▶ TEXT:
··········
[ 
https://issues.apache.org/jira/browse/GOBBLIN-2177?focusedWorklogId=946924&page=com.atlassian.jira.plugin.system.issuetabpanels:worklog-tabpanel#worklog-946924
 ]

ASF GitHub Bot logged work on GOBBLIN-2177:
-------------------------------------------

                Author: ASF GitHub Bot
            Created on: 05/Dec/24 18:36
            Start Date: 05/Dec/24 18:36
    Worklog Time Spent: 10m 
      Work Description: phet commented on code in PR #4080:
URL: https://github.com/apache/gobblin/pull/4080#discussion_r1871905332


##########
gobblin-runtime/src/main/java/org/apache/gobblin/runtime/kafka/HighLevelConsumer.java:
##########
@@ -348,13 +348,15 @@ record = queue.take();
             // Committed offset should always be the offset of the next record 
to be read (hence +1)
             partitionOffsetsToCommit.put(partition, record.getOffset() + 1);
           }
+        } catch (InterruptedException e) {
+          // Stop queue processor and return when encountered 
InterruptedException
+          log.warn("Thread interrupted while processing queue ", e);
+          Thread.currentThread().interrupt();
+          return;
+        } catch (Exception e) {
+          // Log the error and let the queue processor continue processing
+          log.error("Encountered exception while processing record. Record: {} 
Exception: {}", record, e);
         }

Review Comment:
   yes, exactly.  right now, it's an infinite loop w/ no recovery (so obviously 
no retries).
··········
▶ DATA RECORDS:
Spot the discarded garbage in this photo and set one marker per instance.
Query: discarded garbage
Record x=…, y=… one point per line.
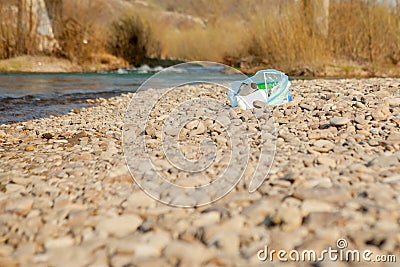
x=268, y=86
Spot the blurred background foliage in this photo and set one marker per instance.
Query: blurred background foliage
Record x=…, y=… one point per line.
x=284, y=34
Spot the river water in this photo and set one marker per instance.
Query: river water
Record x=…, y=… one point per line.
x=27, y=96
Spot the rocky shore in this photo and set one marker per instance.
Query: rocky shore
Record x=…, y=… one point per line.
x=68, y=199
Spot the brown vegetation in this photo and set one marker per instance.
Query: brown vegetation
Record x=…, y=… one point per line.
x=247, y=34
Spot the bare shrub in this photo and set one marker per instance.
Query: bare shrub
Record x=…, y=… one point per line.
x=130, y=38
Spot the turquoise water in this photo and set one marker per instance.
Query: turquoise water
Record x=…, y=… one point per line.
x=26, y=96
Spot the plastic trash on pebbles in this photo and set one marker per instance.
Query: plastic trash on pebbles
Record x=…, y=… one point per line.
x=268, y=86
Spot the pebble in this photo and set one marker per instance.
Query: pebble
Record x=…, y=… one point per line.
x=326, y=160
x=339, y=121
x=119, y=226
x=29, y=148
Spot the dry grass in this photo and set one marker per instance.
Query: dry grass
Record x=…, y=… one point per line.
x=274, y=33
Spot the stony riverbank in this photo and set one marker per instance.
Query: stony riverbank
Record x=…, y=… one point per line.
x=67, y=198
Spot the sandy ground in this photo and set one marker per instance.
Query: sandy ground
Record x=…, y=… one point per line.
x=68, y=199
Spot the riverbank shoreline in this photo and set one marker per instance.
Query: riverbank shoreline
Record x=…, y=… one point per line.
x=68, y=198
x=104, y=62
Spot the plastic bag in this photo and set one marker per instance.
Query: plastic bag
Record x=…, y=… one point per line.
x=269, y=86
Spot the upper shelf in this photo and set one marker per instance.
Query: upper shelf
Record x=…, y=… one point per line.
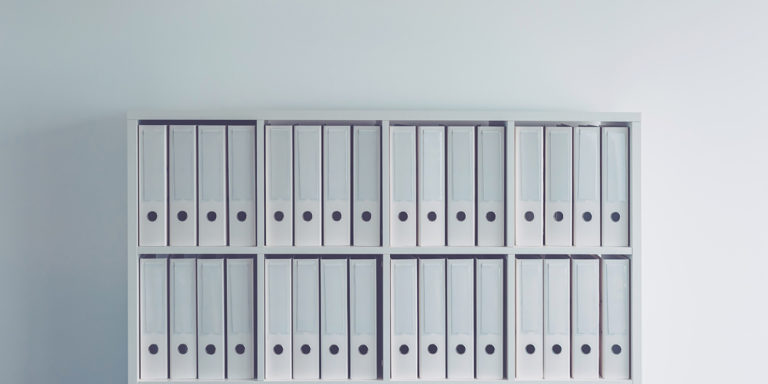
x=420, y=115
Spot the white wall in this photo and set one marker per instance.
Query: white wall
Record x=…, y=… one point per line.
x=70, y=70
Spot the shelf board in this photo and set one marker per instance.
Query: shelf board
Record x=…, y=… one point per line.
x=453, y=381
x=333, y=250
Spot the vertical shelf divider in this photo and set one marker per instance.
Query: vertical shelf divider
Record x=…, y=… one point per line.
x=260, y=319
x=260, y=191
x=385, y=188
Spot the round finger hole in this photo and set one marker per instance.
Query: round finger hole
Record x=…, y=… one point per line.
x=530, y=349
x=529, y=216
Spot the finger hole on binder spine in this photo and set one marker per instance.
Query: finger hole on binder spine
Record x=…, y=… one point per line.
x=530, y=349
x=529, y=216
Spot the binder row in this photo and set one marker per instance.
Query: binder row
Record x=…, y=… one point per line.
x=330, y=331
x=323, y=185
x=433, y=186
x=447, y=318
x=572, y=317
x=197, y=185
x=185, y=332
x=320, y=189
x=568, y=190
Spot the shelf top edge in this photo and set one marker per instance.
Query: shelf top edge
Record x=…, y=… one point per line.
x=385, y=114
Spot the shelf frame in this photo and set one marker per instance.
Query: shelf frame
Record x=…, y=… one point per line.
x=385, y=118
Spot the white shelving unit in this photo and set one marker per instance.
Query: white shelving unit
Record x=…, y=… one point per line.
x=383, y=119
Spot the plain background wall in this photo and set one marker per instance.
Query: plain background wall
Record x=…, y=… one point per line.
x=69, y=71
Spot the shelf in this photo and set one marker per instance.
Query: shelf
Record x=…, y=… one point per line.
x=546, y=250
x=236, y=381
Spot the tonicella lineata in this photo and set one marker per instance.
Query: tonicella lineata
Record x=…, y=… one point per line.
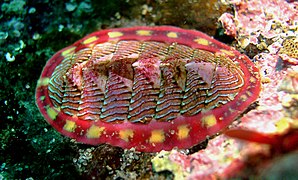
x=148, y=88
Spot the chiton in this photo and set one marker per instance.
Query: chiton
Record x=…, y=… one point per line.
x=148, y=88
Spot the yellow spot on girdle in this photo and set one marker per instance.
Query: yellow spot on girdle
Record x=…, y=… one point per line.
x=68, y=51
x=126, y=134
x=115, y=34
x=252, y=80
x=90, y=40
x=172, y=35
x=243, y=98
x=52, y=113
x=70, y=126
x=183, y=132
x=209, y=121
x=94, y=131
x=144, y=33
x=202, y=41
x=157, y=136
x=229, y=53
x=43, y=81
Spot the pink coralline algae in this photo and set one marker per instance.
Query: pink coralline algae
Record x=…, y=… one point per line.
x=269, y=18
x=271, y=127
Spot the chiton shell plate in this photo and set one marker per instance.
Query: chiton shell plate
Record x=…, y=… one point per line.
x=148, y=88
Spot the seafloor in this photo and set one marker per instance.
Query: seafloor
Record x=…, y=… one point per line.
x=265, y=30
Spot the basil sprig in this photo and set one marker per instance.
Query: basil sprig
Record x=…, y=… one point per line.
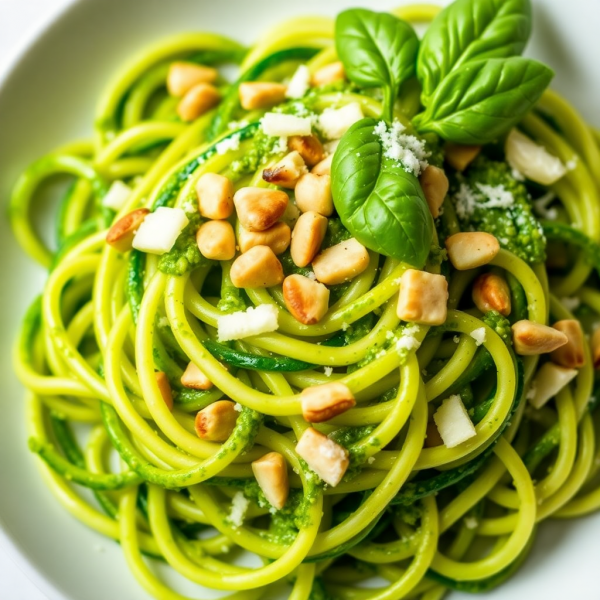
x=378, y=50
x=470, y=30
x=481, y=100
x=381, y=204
··········
▶ WHAT IS ASKED:
#1 Reproduce the stretch of the worklog from "Author: ASF GitHub" through "read (hence +1)".
#2 In the worklog, what does the new code do after catching a general Exception while processing a record?
#3 Write what comes next in the worklog, picking up after its last sentence.
The entries are separate from the worklog and should be treated as their own material.

▶ OUTPUTS BY TASK:
#1
Author: ASF GitHub Bot
            Created on: 05/Dec/24 18:36
            Start Date: 05/Dec/24 18:36
    Worklog Time Spent: 10m 
      Work Description: phet commented on code in PR #4080:
URL: https://github.com/apache/gobblin/pull/4080#discussion_r1871905332


##########
gobblin-runtime/src/main/java/org/apache/gobblin/runtime/kafka/HighLevelConsumer.java:
##########
@@ -348,13 +348,15 @@ record = queue.take();
             // Committed offset should always be the offset of the next record 
to be read (hence +1)

#2 It logs the error and lets the queue processor continue processing.

#3
   
   this PR would change that infinite loop to do infinite recovery, although 
NEVER retry a given message (any msg hitting an error gets skipped).
   
   I'm suggesting to change the infinite loop to do possibly infinite recovery 
with bounded retries on any given message.  recovery only continues as long as 
msg retries resolve within bounded time.
   
   I'd let retries continue a configurable time, probably up to 15 mins or so 
in our case of gobblin cluster.  at that point fail loudly via a metrics 
condition to alert on.  (I'd set threshold very low there - like just one 
event.)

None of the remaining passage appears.